Collected data

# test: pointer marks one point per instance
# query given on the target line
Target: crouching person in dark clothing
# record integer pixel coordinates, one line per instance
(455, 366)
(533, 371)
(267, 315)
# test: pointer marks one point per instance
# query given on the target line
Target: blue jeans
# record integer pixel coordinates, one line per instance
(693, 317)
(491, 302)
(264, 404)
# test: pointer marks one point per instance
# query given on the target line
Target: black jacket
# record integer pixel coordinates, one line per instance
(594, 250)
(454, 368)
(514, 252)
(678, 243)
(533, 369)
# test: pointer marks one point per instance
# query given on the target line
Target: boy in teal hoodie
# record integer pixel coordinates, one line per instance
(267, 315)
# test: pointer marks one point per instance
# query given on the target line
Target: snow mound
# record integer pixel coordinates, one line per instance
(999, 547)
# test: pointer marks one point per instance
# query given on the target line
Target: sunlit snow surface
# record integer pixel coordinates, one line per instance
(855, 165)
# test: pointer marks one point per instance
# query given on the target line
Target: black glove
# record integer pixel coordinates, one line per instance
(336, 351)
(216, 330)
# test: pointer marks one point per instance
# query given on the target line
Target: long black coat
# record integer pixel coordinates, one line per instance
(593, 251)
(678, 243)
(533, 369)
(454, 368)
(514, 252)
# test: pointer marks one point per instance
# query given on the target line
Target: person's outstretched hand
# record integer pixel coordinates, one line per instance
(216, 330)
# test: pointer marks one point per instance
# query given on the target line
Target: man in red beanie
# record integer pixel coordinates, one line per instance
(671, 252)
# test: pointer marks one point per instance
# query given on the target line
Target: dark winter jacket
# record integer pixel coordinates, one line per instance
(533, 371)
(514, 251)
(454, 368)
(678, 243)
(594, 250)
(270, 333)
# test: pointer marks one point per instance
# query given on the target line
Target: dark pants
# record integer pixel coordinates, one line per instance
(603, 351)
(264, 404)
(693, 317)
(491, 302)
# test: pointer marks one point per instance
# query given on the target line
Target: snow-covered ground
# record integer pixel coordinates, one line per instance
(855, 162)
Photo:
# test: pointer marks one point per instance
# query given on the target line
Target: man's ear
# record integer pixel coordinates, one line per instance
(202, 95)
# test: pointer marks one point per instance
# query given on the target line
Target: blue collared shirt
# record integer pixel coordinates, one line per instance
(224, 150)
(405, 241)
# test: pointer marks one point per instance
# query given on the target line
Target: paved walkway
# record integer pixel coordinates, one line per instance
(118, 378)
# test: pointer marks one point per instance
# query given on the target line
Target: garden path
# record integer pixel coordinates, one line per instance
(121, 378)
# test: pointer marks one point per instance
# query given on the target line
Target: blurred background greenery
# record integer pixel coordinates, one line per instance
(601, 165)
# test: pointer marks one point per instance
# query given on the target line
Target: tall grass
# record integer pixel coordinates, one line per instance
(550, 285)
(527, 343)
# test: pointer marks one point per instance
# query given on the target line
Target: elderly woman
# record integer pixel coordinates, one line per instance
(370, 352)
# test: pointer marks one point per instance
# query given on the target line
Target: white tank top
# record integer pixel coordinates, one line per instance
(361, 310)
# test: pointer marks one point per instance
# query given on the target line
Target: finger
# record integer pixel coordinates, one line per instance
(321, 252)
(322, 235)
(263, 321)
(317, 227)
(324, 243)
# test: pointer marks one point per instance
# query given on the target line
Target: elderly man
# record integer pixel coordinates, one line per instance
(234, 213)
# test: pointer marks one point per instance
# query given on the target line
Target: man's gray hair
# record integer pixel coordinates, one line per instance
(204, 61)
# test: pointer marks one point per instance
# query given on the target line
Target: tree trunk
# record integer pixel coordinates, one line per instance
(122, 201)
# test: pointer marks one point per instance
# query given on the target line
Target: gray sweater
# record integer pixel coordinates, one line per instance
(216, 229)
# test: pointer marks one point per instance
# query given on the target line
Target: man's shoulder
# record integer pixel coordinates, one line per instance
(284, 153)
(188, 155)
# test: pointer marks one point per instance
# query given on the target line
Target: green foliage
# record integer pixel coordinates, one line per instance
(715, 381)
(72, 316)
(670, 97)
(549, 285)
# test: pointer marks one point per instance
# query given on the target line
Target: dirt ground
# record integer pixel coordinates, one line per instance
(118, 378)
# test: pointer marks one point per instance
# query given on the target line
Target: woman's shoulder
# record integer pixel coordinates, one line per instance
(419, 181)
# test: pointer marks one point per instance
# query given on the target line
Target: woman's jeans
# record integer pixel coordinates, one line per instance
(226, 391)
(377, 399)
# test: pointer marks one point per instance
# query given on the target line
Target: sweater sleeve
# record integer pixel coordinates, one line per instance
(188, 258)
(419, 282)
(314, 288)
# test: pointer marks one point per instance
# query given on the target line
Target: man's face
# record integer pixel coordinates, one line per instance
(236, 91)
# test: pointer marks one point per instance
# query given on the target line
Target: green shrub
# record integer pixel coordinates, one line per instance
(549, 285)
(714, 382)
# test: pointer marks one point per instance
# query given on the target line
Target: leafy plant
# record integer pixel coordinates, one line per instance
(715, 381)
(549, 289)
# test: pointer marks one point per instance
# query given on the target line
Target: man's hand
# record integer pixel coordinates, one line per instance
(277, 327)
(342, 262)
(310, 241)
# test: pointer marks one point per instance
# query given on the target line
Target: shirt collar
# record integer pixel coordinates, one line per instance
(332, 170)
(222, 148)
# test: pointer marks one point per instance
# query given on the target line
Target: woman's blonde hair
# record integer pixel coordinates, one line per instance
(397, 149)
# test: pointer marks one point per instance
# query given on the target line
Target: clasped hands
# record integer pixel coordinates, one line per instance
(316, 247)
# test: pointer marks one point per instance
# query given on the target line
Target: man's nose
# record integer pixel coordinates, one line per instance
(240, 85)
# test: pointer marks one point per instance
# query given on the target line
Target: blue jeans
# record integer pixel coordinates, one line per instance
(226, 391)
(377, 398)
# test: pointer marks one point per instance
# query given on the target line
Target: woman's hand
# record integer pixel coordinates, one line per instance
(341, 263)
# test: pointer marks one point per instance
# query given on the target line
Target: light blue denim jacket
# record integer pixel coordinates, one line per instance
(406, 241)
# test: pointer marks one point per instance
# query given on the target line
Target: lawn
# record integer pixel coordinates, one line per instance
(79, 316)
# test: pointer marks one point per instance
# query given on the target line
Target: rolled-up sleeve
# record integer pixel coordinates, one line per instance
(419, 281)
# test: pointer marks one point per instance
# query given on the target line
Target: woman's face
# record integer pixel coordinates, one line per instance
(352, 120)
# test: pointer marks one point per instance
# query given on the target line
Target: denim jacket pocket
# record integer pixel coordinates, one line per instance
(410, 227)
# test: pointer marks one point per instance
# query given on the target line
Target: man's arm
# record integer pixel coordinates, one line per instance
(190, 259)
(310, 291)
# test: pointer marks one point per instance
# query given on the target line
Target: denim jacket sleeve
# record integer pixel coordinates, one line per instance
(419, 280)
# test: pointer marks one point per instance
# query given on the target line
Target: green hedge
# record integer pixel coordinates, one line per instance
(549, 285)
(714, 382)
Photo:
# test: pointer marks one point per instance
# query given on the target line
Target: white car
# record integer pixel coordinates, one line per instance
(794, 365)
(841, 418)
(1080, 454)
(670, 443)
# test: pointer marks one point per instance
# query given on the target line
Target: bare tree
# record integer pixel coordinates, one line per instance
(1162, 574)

Goal >> Copy out the material above in its entirety. Every detail must match.

Solution >>
# test: pointer marks one point per instance
# query given on the target line
Target: crouching person in dark clothing
# record integer pixel coordinates, one line per instance
(455, 366)
(533, 371)
(267, 315)
# test: pointer marks one point per instance
# query given on the target line
Target: blue jeans
# record integer pixel coordinates, one line per instance
(693, 317)
(491, 302)
(264, 404)
# test: pointer marks one point per instance
# query given on the target line
Target: black jacket
# record integer pixel coordinates, one line per instance
(594, 250)
(454, 368)
(514, 252)
(678, 243)
(533, 369)
# test: pointer marks one point per instance
# query given on the target line
Target: boy in teal hoodie
# record integer pixel coordinates, one line per instance
(267, 315)
# test: pointer marks one point per instance
# query given on the target line
Target: snow mound
# record integer pixel coordinates, one line per instance
(999, 547)
# test: pointer marks one point per instance
# query given on the target line
Target: sunlit snow surface
# record integer pixel coordinates, one line per instance
(855, 165)
# test: pointer marks one point per instance
# query given on the target line
Target: black glove
# record integer pixel coordinates, one line per instance
(336, 351)
(216, 330)
# test: pointer marks one point per instance
# query given on the target line
Target: long black coat
# record integer pixel coordinates, one line per instance
(593, 251)
(678, 243)
(533, 369)
(454, 368)
(514, 252)
# test: pointer marks one point per instance
# query given on the target line
Target: person's outstretched hand
# record integer pixel coordinates, one line per instance
(216, 330)
# test: pointer marks one point per instance
# query given on the target line
Target: man in red beanie
# record integer pixel coordinates, one line per instance
(671, 252)
# test: pointer marks one point per instance
# query given on the target line
Target: dark winter jacket
# record integer pixel coordinates, one line per instance
(533, 371)
(514, 251)
(454, 368)
(678, 243)
(594, 250)
(270, 333)
# test: pointer marks one point per instance
# query given on the target line
Target: dark pants
# record integer pixel coordinates, one line per instance
(603, 351)
(264, 404)
(693, 317)
(491, 302)
# test: pointer marks one point per instance
# query given on the target line
Target: snow-covered ground
# record integer pixel coordinates, one line per instance
(855, 162)
Photo:
# test: pointer marks one point per instance
# query given on the target line
Target: man's ear
# record integer pixel coordinates, one line per instance
(202, 95)
# test: pointer marks one point per instance
# query given on the target line
Target: blue collared shirt
# record integer pixel coordinates, one line per instance
(224, 150)
(405, 241)
# test: pointer marks one point per instance
# query given on the target line
Target: paved walkway
# record integer pixel coordinates, one line per instance
(118, 378)
# test: pointer marks one point per instance
# query given on the target line
Target: garden path
# record integer pixel coordinates, one line per instance
(121, 378)
# test: pointer marks one point per instance
# query given on the target line
Target: blurred background greenery
# record integer pixel coordinates, one line per instance
(601, 165)
# test: pointer marks one point per instance
# query given on the target line
Target: tall grass
# record integer pixel coordinates, one line per instance
(550, 285)
(527, 343)
# test: pointer marks one point per instance
# query given on the target line
Target: elderly woman
# record integer pixel coordinates, one line per instance
(370, 352)
# test: pointer marks one point per instance
# query given on the target line
Target: white tank top
# record integer pixel coordinates, one line per instance
(361, 310)
# test: pointer marks one point per instance
# query given on the target line
Target: finger
# record integer pixel coordinates, one line per instance
(321, 252)
(322, 235)
(263, 321)
(317, 227)
(324, 243)
# test: pointer marks one point per instance
# query given on the target line
Target: elderly man
# record integer pixel coordinates, one line per instance
(234, 213)
# test: pointer marks one point per instance
# query given on the target line
Target: man's gray hair
# record integer pixel coordinates, one line per instance
(204, 61)
# test: pointer marks one point per instance
# query given on the target line
Target: tree trunk
# record integer pixel coordinates, one line per instance
(122, 201)
# test: pointer marks one point per instance
# query given on the target line
Target: gray sweater
# record integer pixel coordinates, one line per instance
(216, 229)
# test: pointer marks one point per instance
# query given on the target line
Target: man's shoulder
# record integer pixel coordinates, one line per instance
(284, 153)
(188, 155)
# test: pointer marks one point per instance
# query given on the target line
Target: green foliage
# record integer pixel coordinates, one line per instance
(715, 381)
(72, 316)
(670, 97)
(549, 285)
# test: pointer marks one point per instance
# query given on the target line
Target: dirt ground
# record integer pixel coordinates, one line per instance
(118, 378)
# test: pointer marks one point per instance
# query given on the target line
Target: woman's shoulder
# record integer pixel coordinates, one line per instance
(419, 181)
# test: pointer marks one point per instance
# query given on the target line
Target: woman's jeans
# record integer pixel coordinates, one line per instance
(226, 391)
(377, 399)
# test: pointer marks one point per instance
# query given on the target line
Target: sweater sleeve
# record integer pixel coordinates, one line per instance
(188, 258)
(419, 282)
(314, 288)
# test: pointer marks one point per instance
# query given on the target line
Target: man's face
# record integer pixel coordinates, one line per instance
(236, 91)
# test: pointer marks one point per instance
# query given on the target line
Target: green shrub
# record integer pixel coordinates, one line per instance
(549, 285)
(714, 382)
# test: pointer marks one point per instance
# query given on the target line
Target: leafy plant
# record integer pixel coordinates, one line per instance
(715, 381)
(549, 289)
# test: pointer marks one point per instance
# query given on the target line
Target: man's hand
# record integer pixel coordinates, one line per instance
(277, 327)
(342, 262)
(310, 241)
# test: pointer marks one point per instance
# query given on the target line
Target: shirt collar
# record integer pixel coordinates, one line per instance
(332, 170)
(222, 148)
# test: pointer marks one point per instance
# query given on the target line
Target: woman's blonde hair
# record integer pixel coordinates, one line per instance
(397, 149)
# test: pointer marks one point per instance
# query given on the target line
Target: clasped hands
# record integer pixel coordinates, one line per instance
(316, 247)
# test: pointer marks one point per instance
# query given on the target line
Target: man's nose
# record integer pixel coordinates, one line per instance
(240, 85)
# test: pointer marks one point per instance
# query given on the target line
Target: blue jeans
# record integer pixel coordinates, one line per instance
(226, 391)
(377, 398)
# test: pointer marks one point per instance
# query given on the target line
Target: woman's hand
# record integer pixel coordinates, one line per instance
(341, 263)
# test: pointer marks one point per instance
# query given on the target line
Target: light blue denim jacket
# record integer pixel coordinates, one line per instance
(406, 241)
# test: pointer marks one point per instance
# query given on the target line
Target: lawn
# record integer pixel coordinates, one line per instance
(79, 316)
# test: pointer marks one point per instance
# query given on the target line
Target: rolled-up sleeve
# record integer pixel coordinates, one line per instance
(419, 281)
# test: pointer marks one point per instance
# query given on the target line
Target: woman's face
# record integer pixel coordinates, one line per instance
(352, 120)
# test: pointer marks one point per instance
# query given on the target line
Target: denim jacket pocket
# record integer pixel coordinates, one line per instance
(410, 227)
# test: pointer marks one point per instance
# query given on the target line
Target: man's arm
# record integer pixel coordinates, one line per instance
(190, 259)
(310, 291)
# test: pointer marks one point per instance
# query given on the target line
Target: denim jacket sleeve
# record integer pixel coordinates, one line per instance
(419, 280)
# test: pointer marks one point per instance
# query given on the target line
Target: green hedge
# record integer pixel coordinates, one line per instance
(549, 285)
(714, 382)
Photo:
# test: pointer marks one point per instance
# query given on the target line
Target: white car
# record integer pixel coordinates, one line per instance
(794, 365)
(841, 418)
(1080, 454)
(670, 443)
# test: pointer marks one point per instance
# query given on the target line
Target: bare tree
# record integer pixel coordinates, one line per instance
(1162, 574)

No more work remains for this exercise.